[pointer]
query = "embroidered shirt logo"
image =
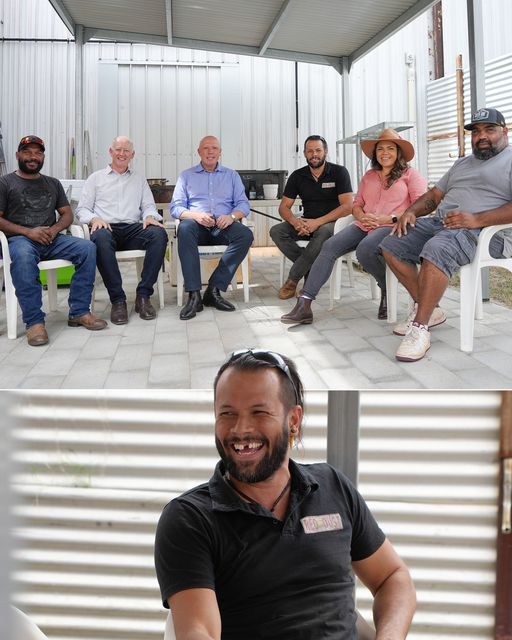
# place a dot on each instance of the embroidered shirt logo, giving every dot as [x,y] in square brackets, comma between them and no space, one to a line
[319,524]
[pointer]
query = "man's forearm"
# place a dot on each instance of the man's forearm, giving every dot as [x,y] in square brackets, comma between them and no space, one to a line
[501,215]
[394,605]
[425,204]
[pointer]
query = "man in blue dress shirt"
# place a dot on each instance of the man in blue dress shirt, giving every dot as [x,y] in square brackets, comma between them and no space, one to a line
[210,202]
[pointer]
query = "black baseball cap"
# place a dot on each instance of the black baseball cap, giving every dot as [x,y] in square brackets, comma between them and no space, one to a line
[486,115]
[26,140]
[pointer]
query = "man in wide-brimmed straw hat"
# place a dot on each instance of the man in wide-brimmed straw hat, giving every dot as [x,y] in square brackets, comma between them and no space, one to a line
[475,193]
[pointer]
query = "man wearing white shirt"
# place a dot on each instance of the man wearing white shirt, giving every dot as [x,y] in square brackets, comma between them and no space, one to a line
[119,207]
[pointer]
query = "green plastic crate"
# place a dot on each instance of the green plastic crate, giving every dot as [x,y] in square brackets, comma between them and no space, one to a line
[64,275]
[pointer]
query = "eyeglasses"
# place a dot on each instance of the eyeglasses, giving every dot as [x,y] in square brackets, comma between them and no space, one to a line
[270,357]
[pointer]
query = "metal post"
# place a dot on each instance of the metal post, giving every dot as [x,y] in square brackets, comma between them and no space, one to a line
[343,432]
[477,81]
[5,520]
[79,100]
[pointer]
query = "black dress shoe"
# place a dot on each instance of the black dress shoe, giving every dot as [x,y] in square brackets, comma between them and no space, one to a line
[144,308]
[194,305]
[119,313]
[212,298]
[383,307]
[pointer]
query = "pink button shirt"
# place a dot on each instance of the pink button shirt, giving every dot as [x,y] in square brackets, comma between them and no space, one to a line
[373,197]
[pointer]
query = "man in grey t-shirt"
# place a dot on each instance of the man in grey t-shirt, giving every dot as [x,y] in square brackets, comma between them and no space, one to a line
[475,193]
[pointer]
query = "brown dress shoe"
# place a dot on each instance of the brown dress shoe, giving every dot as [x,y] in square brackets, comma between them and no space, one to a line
[383,307]
[89,321]
[119,313]
[36,335]
[300,314]
[287,290]
[144,308]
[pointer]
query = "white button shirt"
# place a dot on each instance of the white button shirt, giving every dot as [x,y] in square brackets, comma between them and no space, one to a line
[116,197]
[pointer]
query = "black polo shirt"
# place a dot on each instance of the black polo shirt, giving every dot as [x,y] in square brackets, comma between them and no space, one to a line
[276,579]
[318,197]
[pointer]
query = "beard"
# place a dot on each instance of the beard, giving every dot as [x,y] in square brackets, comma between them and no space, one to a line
[314,164]
[488,152]
[30,170]
[264,469]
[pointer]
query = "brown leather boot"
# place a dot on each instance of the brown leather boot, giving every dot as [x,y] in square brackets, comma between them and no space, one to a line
[89,321]
[300,314]
[36,335]
[287,290]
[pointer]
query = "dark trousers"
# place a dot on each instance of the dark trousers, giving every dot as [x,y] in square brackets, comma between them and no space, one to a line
[125,237]
[285,237]
[191,234]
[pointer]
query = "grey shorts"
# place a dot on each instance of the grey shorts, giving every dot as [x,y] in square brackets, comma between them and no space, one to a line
[447,249]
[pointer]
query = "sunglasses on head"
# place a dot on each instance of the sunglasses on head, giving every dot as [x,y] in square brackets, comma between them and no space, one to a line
[269,357]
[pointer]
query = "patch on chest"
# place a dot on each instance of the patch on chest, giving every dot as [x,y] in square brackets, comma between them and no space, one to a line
[319,524]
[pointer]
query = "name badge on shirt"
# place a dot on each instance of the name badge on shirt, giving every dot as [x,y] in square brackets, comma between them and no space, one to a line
[319,524]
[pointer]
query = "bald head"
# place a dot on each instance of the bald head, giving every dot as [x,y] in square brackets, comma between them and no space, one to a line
[121,153]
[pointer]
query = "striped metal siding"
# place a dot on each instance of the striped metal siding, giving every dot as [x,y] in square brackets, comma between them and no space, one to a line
[442,112]
[95,469]
[428,468]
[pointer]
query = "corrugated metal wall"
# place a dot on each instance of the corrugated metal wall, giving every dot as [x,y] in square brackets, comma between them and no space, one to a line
[95,469]
[442,112]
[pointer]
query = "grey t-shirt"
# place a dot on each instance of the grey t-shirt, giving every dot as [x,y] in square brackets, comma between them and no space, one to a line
[474,186]
[31,203]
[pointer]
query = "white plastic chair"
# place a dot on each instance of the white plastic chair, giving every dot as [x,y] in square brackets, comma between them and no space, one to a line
[136,255]
[471,306]
[349,258]
[50,266]
[209,252]
[23,628]
[471,284]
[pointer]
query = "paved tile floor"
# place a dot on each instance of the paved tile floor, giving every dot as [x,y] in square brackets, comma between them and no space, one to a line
[346,348]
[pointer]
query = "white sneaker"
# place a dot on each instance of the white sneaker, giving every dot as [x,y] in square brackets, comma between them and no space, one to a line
[438,316]
[415,344]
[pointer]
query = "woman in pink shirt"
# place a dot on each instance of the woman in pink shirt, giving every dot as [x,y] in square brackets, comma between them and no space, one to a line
[385,192]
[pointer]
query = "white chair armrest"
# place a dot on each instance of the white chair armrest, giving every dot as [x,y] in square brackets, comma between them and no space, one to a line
[341,223]
[485,237]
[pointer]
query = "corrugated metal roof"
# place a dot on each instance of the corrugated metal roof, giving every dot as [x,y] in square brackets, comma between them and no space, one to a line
[325,30]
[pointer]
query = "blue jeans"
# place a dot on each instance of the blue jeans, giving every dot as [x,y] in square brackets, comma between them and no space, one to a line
[25,254]
[191,234]
[129,236]
[349,239]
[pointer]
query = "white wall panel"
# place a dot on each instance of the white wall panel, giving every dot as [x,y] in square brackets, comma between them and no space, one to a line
[95,469]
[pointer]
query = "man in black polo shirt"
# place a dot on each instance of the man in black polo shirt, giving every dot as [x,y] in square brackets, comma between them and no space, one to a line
[267,547]
[326,195]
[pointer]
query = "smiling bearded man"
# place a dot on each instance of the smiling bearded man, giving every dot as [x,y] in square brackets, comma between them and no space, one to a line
[267,548]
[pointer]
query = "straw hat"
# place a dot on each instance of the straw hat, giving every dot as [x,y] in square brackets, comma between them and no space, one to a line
[389,135]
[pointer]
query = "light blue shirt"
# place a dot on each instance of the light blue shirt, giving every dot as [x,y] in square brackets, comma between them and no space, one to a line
[116,197]
[216,192]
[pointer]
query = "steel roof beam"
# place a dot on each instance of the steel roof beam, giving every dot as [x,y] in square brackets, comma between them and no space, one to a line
[274,27]
[392,28]
[64,15]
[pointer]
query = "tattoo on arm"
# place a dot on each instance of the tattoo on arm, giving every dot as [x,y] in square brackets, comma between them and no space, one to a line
[430,205]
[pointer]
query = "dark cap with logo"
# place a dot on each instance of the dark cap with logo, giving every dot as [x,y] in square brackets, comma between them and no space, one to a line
[486,116]
[26,140]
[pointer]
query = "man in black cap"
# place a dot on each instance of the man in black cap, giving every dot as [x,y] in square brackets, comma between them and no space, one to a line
[28,202]
[475,193]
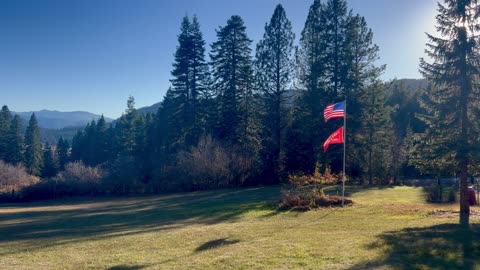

———

Pick out each line of the items above that contains the word "pink" and copy those lines out in the order they appear.

_Solution to this problem_
query = "pink button shirt"
# place a dot on each instance of the pink button shirt, giving every dot as [x,y] in square brackets, comma between them and no space, one to a line
query = "woman in pink shirt"
# place a dot on each instance of the woman in pink shirt, giving every dot as [x,y] in square brackets, comma between them and no space, one to a line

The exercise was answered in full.